## Problem requirements
Below are the records; retype each one exactly.

## Data for analysis
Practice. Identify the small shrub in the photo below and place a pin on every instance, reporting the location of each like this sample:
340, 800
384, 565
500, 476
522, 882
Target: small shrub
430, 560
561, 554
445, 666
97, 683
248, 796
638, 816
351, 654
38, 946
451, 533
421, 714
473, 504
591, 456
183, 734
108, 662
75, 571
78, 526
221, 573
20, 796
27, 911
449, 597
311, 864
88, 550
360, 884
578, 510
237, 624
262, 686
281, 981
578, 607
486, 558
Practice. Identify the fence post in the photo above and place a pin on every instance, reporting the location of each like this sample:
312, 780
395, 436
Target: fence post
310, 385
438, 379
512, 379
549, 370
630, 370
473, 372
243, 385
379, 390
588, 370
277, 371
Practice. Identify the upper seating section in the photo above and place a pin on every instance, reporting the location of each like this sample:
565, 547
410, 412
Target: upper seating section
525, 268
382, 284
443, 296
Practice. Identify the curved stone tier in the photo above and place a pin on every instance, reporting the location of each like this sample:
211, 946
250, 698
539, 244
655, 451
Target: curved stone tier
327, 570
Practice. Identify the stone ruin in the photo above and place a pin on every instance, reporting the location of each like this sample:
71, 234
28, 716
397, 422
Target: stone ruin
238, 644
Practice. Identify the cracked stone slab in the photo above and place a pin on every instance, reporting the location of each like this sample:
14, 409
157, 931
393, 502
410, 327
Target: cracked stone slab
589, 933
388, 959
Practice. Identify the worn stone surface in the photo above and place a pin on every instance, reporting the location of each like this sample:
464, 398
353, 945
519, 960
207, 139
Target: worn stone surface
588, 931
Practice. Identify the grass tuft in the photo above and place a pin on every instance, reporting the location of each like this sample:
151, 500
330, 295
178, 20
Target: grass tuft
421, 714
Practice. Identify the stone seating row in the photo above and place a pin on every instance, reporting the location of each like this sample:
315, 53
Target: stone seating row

## Exercise output
Practice. Identify the small shrub in the photo below and place a pin on every instance, reporting the location of each like this sample:
340, 800
384, 565
500, 476
522, 882
Target: small shrub
430, 560
561, 554
445, 666
97, 683
248, 796
638, 816
351, 654
38, 946
451, 533
421, 714
473, 504
591, 456
183, 734
108, 662
75, 571
78, 526
221, 573
20, 796
27, 911
449, 597
311, 864
88, 550
360, 884
578, 510
237, 624
262, 686
281, 981
578, 607
486, 558
Practice. Identify the fence post in the photo above and place a pin on every instance, reporting the location of each like this sample:
312, 780
395, 436
Target: fence post
310, 385
438, 379
512, 379
549, 370
630, 370
473, 372
243, 385
379, 390
588, 370
277, 371
Practice. Identify the upper seating section in the photo above and place a pin on every instance, reporting the location of each like this sample:
565, 547
410, 412
Target: upper seating section
525, 268
382, 284
443, 296
Practice. Identify the curved stone tier in the photo above and place a pin on every instance, reporting the location of each like this sample:
211, 946
250, 698
539, 244
655, 451
Target: curved stone tier
327, 570
Practice. Identify the stone ruin in the photo above and place a pin on every instance, reporting the location of each like this sample:
71, 234
28, 716
397, 422
Target: stone ruin
238, 644
Practice. Identify the cracked stone slab in the photo above and place a pin on every instance, reporting the location of each like this sample:
14, 409
157, 931
393, 502
410, 327
Target: cracked stone slab
589, 933
388, 959
Practice. Identify the worn stone surface in the photo above and place a pin on every instance, reporting the location of each like this sample:
464, 398
353, 945
519, 960
207, 139
Target: worn stone surface
588, 931
Practice. Identify the grass tuft in the photo above and place a pin on every instance, reporting the location of each like this sample:
151, 500
330, 295
178, 20
Target: grass tuft
421, 714
Practice. Identify the stone seating row in the photo above and place a pin on every instance, reporting the location of each like this sample:
315, 53
Target: stone seating row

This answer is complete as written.